# Keep the music playing... What/Who Was Your First Concert ?



## JckDanls 07 (Oct 23, 2022)

As the title is asking...  Who/Where/Year was your first live concert... 
With/Without Parents ??


My first was 
REO Speedwagon and Rainbow
Rochester War Memorial
1977 or 78
No Parents ... 


I found  This  and started searcing through the archives...  WOW.. Some of the concerts back then...


----------



## MJB05615 (Oct 23, 2022)

First Concert at age 10, my older Brother took me to see Sha Na Na in Central Park NY.
Some stranger next to me tried to pass me a joint, lol.


----------



## pc farmer (Oct 23, 2022)

What's a concert?


----------



## Colin1230 (Oct 23, 2022)

MJB05615 said:


> First Concert at age 10, my older Brother took me to see Sha Na Na in Central Park NY.
> Some stranger next to me tried to pass me a joint, lol.


That stranger was me.


----------



## Colin1230 (Oct 23, 2022)

Head East, Dodge City, KS 1976.


----------



## Dave in AZ (Oct 24, 2022)

Huey Lewis and the News, opened by The Outfield, 1982 I think.
There was a Jefferson Starship one somewhere in there...


----------



## GonnaSmoke (Oct 24, 2022)

Manfred Mann's Earth Band, KISS, and Hydra. May 1974 at the Memorial Coliseum at Georgia Tech...


----------



## Coreymacc (Oct 24, 2022)

First was Men at Work in 1985, 15 yrs old, opening band was the best. Guy came out in a stetson hat with feathers/tasles hanging, guitar in hand, they put a blue light on his face, and he played like that for 1 hr straight. Blew my mind, found out a little later it was Stevie Ray Vaughn. Changed my musical tastes in 1 hr for the rest of my life.

Corey


----------



## JC in GB (Oct 24, 2022)

Kiss - Brown County Arena circa 1984


----------



## casmurf (Oct 24, 2022)

Mine was KIss 1977 Phoenix Ariz.


----------



## sawhorseray (Oct 24, 2022)

Hendrix at the Fillmore West in 1968 with Albert King and John Mayall.


----------



## negolien (Oct 24, 2022)

Joe Satriani and the Steve Miller Band lol.


----------



## SmokinVOLfan (Oct 24, 2022)

Dave Matthews Band Knoxville, TN 2001


----------



## SmokinVOLfan (Oct 24, 2022)

sawhorseray said:


> Hendrix at the Fillmore West in 1968 with Albert King and John Mayall.



Ray, you sure you didn't mean "Prince" in San Francisco?

■ **The tasks**:
- A) Decide whether each statement agrees with the concert thread, answering yes or no and quoting the deciding words exactly: (i) MJB05615 was taken to see Sha Na Na by an older brother; (ii) Coreymacc was 15 years old at the Men at Work concert; (iii) casmurf saw KISS in Phoenix in 1984.
- B) Repeat the concert thread word for word, from "Huey Lewis and" up to and including "at Georgia Tech...".

■ **Extracted records**:
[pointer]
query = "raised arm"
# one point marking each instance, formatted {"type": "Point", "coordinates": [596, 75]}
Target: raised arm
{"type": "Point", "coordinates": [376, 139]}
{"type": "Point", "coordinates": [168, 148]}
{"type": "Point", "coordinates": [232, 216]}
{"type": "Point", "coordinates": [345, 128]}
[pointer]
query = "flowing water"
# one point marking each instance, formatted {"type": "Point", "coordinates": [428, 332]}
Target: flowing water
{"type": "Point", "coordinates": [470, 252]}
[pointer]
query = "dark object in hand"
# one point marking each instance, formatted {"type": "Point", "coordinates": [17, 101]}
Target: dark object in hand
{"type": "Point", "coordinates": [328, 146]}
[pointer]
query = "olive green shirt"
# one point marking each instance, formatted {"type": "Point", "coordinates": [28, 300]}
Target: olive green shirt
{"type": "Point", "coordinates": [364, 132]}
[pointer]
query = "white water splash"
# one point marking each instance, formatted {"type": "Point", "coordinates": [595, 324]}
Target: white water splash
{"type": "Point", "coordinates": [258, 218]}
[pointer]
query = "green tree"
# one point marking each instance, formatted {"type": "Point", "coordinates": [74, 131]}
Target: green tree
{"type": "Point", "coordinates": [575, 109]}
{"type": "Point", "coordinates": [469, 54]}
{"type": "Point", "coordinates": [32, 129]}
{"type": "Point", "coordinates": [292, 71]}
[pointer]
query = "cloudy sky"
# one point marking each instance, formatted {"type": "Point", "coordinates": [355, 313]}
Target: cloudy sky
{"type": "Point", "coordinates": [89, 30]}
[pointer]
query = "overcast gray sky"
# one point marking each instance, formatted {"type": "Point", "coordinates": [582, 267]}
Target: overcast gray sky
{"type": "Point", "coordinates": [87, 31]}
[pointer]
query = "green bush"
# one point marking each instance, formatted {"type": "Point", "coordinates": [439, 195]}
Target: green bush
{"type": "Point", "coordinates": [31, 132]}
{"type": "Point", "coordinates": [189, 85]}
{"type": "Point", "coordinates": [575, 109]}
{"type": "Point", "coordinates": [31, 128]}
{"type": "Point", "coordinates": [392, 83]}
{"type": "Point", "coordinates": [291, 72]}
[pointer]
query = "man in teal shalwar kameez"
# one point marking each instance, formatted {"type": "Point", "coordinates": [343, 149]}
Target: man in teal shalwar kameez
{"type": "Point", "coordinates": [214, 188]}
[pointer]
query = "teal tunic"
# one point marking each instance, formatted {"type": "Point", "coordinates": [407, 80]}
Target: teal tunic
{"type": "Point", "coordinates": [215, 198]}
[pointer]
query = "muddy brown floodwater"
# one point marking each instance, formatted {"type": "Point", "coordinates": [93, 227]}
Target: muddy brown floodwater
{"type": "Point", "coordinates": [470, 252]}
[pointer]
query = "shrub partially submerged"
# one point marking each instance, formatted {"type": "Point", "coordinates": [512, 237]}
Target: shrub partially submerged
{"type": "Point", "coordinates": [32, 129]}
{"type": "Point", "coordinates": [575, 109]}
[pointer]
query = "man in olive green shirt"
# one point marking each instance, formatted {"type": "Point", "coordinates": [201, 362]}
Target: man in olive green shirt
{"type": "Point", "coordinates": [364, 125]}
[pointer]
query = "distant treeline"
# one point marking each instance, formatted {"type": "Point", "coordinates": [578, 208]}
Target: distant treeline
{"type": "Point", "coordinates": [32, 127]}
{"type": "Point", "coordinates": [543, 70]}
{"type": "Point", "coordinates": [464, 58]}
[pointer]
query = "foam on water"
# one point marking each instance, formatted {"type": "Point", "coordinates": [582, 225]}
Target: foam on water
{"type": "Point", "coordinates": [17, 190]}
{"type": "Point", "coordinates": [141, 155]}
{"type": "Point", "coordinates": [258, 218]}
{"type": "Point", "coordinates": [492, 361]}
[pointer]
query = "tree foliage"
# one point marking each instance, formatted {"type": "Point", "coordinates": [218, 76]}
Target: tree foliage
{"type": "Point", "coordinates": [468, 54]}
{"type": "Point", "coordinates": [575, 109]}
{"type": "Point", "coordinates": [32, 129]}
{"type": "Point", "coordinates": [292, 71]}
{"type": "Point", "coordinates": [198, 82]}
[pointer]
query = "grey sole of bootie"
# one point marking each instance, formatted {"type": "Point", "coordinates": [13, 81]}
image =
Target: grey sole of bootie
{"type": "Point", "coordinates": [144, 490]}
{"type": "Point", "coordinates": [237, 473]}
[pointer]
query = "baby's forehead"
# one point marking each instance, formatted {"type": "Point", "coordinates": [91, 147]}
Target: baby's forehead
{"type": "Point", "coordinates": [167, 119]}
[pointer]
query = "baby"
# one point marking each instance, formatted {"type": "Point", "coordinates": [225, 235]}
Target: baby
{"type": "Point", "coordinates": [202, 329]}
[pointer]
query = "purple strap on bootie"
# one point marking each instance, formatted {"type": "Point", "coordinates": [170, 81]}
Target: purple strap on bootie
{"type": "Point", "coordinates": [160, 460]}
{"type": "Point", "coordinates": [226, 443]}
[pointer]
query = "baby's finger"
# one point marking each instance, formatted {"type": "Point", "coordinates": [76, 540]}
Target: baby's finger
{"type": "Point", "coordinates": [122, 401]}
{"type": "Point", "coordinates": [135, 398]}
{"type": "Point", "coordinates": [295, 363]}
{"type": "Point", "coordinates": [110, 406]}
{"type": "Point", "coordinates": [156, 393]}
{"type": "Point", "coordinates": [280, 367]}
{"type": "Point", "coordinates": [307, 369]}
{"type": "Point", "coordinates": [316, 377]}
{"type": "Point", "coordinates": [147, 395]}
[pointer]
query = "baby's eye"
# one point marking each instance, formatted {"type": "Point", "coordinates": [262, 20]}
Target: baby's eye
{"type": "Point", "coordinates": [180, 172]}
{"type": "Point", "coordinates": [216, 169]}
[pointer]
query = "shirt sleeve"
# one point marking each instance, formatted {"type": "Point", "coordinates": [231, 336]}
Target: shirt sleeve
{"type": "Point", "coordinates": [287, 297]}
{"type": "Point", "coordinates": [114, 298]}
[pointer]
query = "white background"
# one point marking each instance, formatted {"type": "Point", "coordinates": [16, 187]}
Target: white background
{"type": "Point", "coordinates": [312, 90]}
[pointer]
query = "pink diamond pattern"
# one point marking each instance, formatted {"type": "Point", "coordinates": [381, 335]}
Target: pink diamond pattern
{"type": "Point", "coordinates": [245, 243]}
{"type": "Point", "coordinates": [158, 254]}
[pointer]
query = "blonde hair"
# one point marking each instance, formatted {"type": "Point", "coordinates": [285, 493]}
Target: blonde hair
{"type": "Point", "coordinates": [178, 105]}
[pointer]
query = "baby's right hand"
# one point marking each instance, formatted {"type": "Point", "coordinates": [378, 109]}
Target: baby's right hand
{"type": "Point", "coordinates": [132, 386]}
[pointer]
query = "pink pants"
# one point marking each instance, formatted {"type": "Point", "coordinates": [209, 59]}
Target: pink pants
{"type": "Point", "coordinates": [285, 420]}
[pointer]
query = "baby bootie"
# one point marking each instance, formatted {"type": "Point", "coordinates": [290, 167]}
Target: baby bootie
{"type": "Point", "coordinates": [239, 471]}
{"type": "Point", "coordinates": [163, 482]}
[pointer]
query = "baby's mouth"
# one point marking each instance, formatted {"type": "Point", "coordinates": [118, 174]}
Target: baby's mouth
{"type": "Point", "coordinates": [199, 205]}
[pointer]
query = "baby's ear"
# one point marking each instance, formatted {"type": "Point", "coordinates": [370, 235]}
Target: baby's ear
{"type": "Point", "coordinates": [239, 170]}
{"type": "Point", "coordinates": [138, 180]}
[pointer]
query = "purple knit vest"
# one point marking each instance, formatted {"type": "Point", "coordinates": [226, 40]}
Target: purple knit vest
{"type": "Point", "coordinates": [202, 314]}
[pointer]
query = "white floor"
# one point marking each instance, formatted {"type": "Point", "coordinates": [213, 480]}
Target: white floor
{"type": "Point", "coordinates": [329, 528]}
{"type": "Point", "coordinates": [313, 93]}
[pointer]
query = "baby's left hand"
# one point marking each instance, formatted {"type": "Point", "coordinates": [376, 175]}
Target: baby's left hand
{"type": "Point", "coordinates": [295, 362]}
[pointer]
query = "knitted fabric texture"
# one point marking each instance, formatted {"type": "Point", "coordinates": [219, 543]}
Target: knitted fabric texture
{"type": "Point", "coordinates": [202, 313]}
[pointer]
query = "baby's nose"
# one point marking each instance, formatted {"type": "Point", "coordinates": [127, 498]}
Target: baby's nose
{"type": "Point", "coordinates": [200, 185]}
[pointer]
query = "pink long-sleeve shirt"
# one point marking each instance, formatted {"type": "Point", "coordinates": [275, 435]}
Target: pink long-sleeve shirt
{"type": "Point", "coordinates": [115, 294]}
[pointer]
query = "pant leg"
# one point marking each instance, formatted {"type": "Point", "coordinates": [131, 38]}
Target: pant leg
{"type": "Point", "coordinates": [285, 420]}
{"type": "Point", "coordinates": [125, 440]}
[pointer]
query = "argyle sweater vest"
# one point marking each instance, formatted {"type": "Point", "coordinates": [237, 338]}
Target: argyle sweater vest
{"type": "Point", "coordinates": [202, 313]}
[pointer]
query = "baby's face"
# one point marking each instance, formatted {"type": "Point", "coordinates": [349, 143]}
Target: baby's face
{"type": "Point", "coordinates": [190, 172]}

■ **The results**:
- A)
(i) Yes: "my older Brother took me to see Sha Na Na in Central Park NY."
(ii) Yes: "First was Men at Work in 1985, 15 yrs old"
(iii) No: "Mine was KIss 1977 Phoenix Ariz."

- B)
Huey Lewis and the News, opened by The Outfield, 1982 I think.
There was a Jefferson Starship one somewhere in there...


----------



## GonnaSmoke (Oct 24, 2022)

Manfred Mann's Earth Band, KISS, and Hydra. May 1974 at the Memorial Coliseum at Georgia Tech...